*EXERCISE OBJECTIVE*: Please output the full listing, character for character.

*GIVEN INFORMATION*:
• • • • •

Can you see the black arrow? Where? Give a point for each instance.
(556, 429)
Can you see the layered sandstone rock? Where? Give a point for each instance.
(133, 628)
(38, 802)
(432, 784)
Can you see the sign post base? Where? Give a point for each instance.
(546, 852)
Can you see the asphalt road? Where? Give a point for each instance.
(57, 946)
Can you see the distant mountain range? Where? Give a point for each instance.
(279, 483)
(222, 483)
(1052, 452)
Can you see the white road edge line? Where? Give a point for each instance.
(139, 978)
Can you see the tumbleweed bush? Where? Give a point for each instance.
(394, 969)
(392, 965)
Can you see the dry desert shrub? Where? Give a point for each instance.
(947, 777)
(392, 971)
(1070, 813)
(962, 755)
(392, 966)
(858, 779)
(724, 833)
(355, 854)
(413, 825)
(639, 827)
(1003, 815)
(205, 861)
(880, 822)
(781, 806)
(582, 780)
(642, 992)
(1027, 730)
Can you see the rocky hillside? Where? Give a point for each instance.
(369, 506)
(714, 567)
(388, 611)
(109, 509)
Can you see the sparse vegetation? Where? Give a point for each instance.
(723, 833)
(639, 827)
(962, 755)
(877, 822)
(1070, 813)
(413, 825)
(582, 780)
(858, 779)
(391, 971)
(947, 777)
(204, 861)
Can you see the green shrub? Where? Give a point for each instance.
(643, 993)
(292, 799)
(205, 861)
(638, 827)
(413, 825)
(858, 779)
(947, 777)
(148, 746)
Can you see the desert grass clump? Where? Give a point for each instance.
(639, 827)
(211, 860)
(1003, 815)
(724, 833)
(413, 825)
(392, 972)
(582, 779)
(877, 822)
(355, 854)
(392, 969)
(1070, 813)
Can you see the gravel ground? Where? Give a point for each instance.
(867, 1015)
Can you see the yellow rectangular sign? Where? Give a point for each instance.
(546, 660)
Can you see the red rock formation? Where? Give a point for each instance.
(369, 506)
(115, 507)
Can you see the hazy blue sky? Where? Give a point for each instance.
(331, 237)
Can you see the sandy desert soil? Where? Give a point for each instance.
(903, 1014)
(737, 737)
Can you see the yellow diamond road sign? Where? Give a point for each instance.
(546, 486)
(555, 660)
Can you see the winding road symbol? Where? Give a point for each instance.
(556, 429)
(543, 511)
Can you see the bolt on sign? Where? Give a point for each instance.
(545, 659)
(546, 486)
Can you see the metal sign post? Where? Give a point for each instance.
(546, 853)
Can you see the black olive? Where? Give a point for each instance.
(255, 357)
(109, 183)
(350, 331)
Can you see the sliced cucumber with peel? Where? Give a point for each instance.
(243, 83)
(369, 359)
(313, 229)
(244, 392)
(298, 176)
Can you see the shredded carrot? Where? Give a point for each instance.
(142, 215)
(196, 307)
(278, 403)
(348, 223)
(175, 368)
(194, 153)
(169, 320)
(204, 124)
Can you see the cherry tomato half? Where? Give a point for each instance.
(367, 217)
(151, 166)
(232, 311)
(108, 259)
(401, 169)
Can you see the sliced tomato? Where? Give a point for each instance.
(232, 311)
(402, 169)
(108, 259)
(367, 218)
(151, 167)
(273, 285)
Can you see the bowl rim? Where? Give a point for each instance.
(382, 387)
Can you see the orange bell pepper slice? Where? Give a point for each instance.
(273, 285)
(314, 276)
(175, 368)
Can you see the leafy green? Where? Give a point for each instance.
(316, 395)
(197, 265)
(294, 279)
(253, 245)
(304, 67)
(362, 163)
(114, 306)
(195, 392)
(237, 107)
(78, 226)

• • • • •

*RESPONSE FOR THIS EXERCISE*:
Can you see the black arrow? Where? Give a point for each instance.
(556, 429)
Can you see the layered sandstone rock? Where? Give a point for each instance.
(133, 628)
(38, 802)
(432, 784)
Can you see the sign post base? Where? Give a point for each instance.
(546, 852)
Can you see the asphalt road? Where? Give a point for each instance.
(57, 946)
Can you see the distant mountain range? Where? Give a point for each instance.
(279, 483)
(222, 483)
(1052, 452)
Can you see the white road edge line? Where? Give a point for each instance.
(139, 978)
Can you see the tumbleweed bush? Where? Give a point for each instance.
(394, 969)
(392, 965)
Can you see the dry desert shrub? Where? Give a point for each instance.
(947, 777)
(392, 971)
(1070, 813)
(962, 755)
(392, 966)
(858, 779)
(724, 833)
(355, 854)
(413, 825)
(639, 827)
(1003, 815)
(205, 861)
(880, 822)
(781, 806)
(582, 780)
(642, 992)
(1027, 730)
Can you see the rocky hillside? Where? Give a point for each instance.
(369, 506)
(714, 567)
(388, 611)
(109, 509)
Can you see the sparse vegetation? Where? Give a point for each instance.
(723, 833)
(639, 827)
(962, 755)
(877, 822)
(1070, 813)
(413, 825)
(582, 780)
(858, 779)
(391, 971)
(947, 777)
(204, 861)
Can you see the green shrub? Where? Give a point for each instance.
(643, 993)
(292, 799)
(205, 861)
(638, 827)
(413, 825)
(858, 779)
(947, 777)
(148, 746)
Can you see the desert grass clump? Where? Give a point for each instance.
(639, 827)
(211, 860)
(1003, 815)
(724, 833)
(413, 825)
(392, 972)
(582, 779)
(877, 822)
(355, 854)
(392, 969)
(1070, 813)
Can you see the gravel ground? Where? Give a point for each instance.
(867, 1015)
Can you see the yellow rectangular sign? Where? Give a point for each instance.
(546, 660)
Can you see the red rock formation? Where? Give a point for each instance.
(369, 506)
(115, 507)
Can you see the hazy blue sky? Where? Give a point for each instance.
(331, 237)
Can you see the sandy desert soil? Where? Give a point for each instance.
(903, 1014)
(737, 737)
Can you see the yellow diamond road sign? Where? Give a point for each instance.
(546, 486)
(555, 660)
Can you see the winding road symbol? Where? Give a point for each instance.
(556, 429)
(543, 511)
Can you see the bolt on sign? Where? Give a point for each instance.
(545, 659)
(546, 486)
Can you see the metal sign post? Where? Give a point for each instance.
(546, 853)
Can you see the black olive? Where? Give a point for each instance.
(255, 357)
(109, 183)
(350, 331)
Can you see the sliced cucumber with peel? Where? Give a point for each instance.
(243, 83)
(369, 359)
(313, 229)
(244, 392)
(298, 176)
Can you see the shredded carrot? Where? Give a point for each instance.
(142, 215)
(196, 307)
(278, 403)
(348, 223)
(175, 368)
(194, 153)
(169, 320)
(204, 124)
Can you see the cherry tomato half? Where? Give a point for each instance.
(367, 217)
(151, 166)
(232, 311)
(108, 259)
(401, 169)
Can you see the sliced tomato? Where? Give a point for each instance.
(232, 311)
(402, 169)
(108, 259)
(367, 218)
(151, 167)
(273, 285)
Can you see the bowl rim? Where? Give a point for each instance.
(382, 387)
Can you see the orange bell pepper slice? Where? Give a point for each instance.
(273, 285)
(314, 276)
(175, 368)
Can you see the leafy green? Where? Give a point for each instance.
(316, 395)
(197, 265)
(294, 279)
(253, 245)
(304, 67)
(362, 163)
(114, 306)
(195, 392)
(237, 107)
(78, 226)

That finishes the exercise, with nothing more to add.